> **WORK TASK**
All records below are to be set down precisely as written, excluding pictures.

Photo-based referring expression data
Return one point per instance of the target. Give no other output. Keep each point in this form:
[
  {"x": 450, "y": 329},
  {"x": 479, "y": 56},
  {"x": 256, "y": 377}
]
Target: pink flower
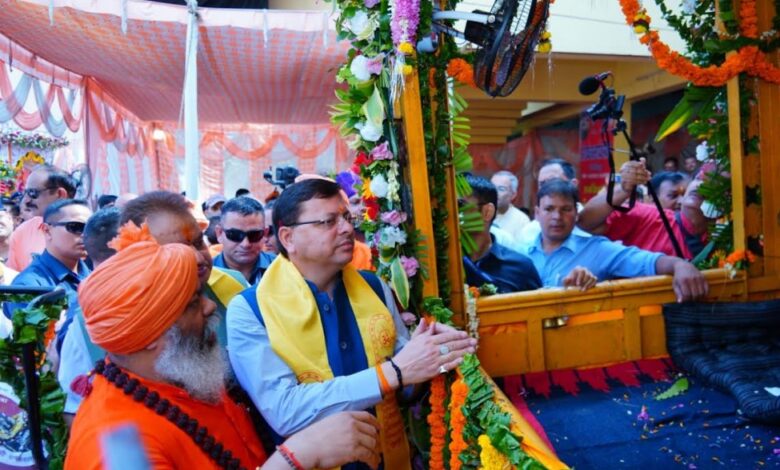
[
  {"x": 706, "y": 170},
  {"x": 393, "y": 218},
  {"x": 643, "y": 415},
  {"x": 410, "y": 265},
  {"x": 408, "y": 318},
  {"x": 382, "y": 152}
]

> **ANSWER TO THIS EXERCISE**
Return one point per instance of the target. Give no other output. Keep each point in this form:
[
  {"x": 450, "y": 329},
  {"x": 479, "y": 56},
  {"x": 256, "y": 377}
]
Target: pink flower
[
  {"x": 706, "y": 170},
  {"x": 393, "y": 218},
  {"x": 643, "y": 415},
  {"x": 410, "y": 265},
  {"x": 408, "y": 318},
  {"x": 382, "y": 152}
]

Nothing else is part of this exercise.